STATED TASK: Repeat exactly, and only, the lines from the one containing "line, e.g. (77,745)." through the end of the records.

Entries taken from a collection:
..........

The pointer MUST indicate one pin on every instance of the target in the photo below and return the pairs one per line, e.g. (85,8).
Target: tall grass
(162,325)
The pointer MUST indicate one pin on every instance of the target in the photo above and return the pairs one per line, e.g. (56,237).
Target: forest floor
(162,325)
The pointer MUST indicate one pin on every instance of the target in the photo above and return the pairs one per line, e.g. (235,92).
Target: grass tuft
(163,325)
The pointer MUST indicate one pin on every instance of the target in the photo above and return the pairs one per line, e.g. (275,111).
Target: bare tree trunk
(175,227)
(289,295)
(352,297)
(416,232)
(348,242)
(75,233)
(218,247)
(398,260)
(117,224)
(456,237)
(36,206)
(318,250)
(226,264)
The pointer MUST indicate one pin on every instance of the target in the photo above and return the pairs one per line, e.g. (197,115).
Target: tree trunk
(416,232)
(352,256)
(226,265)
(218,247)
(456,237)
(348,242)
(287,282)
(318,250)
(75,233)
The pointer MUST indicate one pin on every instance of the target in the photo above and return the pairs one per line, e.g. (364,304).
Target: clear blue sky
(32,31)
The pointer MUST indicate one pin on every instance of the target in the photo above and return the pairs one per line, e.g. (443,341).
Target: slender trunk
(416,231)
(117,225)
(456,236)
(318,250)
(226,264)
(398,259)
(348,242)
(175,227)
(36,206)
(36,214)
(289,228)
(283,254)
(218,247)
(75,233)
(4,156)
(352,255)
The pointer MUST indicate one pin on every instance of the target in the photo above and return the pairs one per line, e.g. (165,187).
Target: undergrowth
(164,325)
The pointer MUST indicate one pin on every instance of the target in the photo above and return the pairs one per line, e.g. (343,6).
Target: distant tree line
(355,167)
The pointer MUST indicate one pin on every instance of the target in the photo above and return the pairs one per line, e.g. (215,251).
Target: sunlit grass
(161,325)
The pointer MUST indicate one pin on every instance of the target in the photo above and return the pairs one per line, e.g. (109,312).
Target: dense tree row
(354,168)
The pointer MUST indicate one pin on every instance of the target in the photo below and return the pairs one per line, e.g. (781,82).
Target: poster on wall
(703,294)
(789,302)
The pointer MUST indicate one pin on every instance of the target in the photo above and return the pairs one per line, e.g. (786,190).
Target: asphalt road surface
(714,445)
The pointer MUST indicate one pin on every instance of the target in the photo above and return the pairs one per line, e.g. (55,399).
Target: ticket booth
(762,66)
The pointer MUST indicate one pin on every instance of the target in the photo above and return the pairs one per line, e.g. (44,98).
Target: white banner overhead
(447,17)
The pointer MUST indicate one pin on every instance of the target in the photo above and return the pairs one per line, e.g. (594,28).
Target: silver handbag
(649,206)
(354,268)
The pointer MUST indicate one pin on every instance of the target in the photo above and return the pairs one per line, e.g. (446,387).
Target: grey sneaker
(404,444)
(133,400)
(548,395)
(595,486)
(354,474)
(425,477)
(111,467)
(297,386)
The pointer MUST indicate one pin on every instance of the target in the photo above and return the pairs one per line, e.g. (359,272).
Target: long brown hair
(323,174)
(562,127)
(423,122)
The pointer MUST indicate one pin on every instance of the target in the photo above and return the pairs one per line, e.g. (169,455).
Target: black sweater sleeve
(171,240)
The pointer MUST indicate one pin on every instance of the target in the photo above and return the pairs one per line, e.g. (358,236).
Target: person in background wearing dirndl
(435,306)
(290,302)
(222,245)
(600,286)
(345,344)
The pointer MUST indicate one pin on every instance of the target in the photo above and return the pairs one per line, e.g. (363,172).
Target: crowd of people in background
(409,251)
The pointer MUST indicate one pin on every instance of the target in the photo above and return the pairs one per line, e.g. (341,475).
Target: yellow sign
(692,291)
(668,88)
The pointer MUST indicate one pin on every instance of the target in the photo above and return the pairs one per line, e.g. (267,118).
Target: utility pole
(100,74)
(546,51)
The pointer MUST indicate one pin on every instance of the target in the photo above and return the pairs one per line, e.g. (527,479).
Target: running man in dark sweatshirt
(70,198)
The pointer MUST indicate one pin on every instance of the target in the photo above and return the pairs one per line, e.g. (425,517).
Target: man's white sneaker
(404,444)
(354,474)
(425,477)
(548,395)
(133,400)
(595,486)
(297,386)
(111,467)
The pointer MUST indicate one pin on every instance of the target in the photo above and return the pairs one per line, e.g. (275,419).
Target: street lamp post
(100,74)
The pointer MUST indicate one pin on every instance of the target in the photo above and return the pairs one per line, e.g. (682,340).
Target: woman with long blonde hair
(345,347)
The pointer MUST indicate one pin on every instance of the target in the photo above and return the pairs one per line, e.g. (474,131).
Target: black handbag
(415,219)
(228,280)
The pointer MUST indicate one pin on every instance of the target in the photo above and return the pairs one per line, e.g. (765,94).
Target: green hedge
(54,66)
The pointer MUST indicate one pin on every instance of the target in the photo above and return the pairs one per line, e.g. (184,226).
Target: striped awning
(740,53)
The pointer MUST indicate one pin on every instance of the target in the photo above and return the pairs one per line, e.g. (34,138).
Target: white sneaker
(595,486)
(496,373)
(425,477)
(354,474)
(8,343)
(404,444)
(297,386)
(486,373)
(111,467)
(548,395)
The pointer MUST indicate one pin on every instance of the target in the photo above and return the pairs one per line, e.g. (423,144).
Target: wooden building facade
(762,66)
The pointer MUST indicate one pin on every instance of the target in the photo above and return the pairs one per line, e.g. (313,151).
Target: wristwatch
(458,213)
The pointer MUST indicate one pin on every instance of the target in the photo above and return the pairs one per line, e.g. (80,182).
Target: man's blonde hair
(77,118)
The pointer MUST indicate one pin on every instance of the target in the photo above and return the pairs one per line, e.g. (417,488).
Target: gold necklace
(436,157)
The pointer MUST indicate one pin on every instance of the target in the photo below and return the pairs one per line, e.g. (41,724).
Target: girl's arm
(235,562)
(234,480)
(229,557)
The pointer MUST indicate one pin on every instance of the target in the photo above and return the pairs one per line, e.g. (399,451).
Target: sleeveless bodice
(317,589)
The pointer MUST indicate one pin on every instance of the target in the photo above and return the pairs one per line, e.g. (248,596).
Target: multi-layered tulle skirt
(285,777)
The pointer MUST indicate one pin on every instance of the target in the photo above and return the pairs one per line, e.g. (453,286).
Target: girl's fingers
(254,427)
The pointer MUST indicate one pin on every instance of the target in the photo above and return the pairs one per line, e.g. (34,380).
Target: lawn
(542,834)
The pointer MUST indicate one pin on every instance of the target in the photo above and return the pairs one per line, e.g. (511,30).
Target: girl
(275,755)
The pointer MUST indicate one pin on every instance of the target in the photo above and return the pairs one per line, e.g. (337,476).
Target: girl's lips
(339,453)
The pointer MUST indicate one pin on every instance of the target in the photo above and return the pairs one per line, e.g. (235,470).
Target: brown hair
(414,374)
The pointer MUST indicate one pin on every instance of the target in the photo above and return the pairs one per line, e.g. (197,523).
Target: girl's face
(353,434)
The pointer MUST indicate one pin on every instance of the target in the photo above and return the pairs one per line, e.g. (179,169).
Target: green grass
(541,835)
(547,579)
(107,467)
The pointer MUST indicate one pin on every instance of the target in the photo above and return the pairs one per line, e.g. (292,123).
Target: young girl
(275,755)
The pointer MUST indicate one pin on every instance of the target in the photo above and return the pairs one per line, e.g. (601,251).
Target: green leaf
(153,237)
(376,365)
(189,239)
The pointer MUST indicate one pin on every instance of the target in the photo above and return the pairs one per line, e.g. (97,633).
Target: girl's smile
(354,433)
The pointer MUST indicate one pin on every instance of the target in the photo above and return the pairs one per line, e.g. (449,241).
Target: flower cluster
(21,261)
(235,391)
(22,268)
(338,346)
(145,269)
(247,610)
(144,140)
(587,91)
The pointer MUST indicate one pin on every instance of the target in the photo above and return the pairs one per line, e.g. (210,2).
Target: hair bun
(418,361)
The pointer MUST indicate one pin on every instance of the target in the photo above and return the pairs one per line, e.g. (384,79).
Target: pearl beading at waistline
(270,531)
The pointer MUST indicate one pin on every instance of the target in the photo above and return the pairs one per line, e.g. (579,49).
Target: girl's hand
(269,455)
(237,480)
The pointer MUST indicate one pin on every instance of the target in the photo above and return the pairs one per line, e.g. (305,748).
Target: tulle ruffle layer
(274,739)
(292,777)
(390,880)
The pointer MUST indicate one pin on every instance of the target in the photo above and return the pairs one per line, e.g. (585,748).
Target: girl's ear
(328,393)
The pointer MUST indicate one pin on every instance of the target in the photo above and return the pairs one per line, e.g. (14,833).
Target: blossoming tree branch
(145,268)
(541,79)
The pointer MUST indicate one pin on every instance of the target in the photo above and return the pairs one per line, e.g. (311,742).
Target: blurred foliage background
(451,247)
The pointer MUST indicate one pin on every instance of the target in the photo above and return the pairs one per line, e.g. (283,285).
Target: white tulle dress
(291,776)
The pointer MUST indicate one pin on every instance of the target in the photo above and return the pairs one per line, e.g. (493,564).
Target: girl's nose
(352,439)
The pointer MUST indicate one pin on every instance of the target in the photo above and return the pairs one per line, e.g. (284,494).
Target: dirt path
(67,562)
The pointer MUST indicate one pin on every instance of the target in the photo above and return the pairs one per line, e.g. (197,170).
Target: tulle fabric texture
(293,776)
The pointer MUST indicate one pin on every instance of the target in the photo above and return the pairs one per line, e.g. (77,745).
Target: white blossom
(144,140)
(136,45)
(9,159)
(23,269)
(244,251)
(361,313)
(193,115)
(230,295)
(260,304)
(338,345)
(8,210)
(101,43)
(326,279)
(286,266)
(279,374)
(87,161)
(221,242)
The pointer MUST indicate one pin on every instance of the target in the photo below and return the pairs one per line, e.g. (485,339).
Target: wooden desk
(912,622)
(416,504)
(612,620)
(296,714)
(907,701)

..........

THE ANSWER:
The pointer MUST indicate one pin on every instance of the target in the photo above and return the pairs one per line, e.g. (77,745).
Target: white blossom
(144,140)
(136,45)
(9,159)
(23,269)
(244,251)
(361,313)
(193,115)
(230,295)
(260,304)
(338,345)
(8,210)
(101,43)
(326,279)
(286,266)
(279,374)
(87,161)
(221,242)
The pointer MUST indicate one pin on every instance of the target in the photo below and return the pairs one per line, e.g. (485,339).
Target: wooden desk
(912,622)
(416,504)
(612,620)
(296,714)
(907,701)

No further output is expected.